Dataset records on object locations
========================

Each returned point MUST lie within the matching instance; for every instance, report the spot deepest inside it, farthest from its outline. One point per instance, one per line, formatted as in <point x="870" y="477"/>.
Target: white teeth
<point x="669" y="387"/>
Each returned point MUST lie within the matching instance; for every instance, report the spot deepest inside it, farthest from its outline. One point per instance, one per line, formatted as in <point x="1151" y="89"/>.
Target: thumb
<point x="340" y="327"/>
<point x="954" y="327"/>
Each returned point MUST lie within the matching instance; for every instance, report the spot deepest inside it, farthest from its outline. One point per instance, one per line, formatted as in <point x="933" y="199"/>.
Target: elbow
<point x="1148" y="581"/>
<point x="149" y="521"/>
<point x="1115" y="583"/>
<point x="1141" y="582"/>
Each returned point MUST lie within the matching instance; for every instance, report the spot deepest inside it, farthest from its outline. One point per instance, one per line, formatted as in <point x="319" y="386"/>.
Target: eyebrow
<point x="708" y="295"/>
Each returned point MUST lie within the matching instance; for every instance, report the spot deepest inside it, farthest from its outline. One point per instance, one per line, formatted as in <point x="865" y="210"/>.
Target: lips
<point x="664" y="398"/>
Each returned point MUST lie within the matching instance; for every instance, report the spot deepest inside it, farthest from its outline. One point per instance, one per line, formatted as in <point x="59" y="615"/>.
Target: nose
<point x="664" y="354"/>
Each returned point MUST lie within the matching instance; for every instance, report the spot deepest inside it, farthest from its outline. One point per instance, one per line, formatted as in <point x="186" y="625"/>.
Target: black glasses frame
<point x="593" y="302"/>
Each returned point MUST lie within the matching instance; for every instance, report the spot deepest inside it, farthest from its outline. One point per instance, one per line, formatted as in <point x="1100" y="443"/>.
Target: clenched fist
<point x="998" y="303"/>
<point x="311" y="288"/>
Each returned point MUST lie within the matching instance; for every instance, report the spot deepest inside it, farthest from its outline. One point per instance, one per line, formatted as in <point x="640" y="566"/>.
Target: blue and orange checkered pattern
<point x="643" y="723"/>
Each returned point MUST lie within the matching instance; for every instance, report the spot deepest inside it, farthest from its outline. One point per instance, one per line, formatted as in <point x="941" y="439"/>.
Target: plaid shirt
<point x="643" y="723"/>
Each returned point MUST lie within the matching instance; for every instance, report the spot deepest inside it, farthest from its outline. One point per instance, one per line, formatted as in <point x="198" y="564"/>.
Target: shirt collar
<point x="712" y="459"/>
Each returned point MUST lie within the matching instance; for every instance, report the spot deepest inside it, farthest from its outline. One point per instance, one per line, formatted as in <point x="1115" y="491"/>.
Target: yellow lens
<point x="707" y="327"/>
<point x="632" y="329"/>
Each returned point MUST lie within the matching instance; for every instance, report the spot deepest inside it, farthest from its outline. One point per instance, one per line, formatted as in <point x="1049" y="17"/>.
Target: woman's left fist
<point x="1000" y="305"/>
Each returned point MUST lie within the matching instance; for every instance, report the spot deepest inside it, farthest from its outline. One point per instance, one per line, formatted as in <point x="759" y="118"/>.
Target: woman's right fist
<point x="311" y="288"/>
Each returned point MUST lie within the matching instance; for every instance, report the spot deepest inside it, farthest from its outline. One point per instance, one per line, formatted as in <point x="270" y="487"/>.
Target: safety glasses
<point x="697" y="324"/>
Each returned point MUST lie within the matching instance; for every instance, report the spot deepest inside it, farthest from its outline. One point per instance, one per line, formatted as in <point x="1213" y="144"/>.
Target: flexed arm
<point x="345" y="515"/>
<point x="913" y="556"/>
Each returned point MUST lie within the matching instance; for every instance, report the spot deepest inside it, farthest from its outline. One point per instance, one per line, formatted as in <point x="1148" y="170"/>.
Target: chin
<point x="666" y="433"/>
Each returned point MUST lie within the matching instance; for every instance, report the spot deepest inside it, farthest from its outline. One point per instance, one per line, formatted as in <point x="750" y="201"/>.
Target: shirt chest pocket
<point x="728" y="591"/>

========================

* [Request]: Extract each line from the items above that contains the word "fist" and list those lines in full.

* [Solution for this exercise]:
Target: clenched fist
Target: woman's left fist
Target: woman's right fist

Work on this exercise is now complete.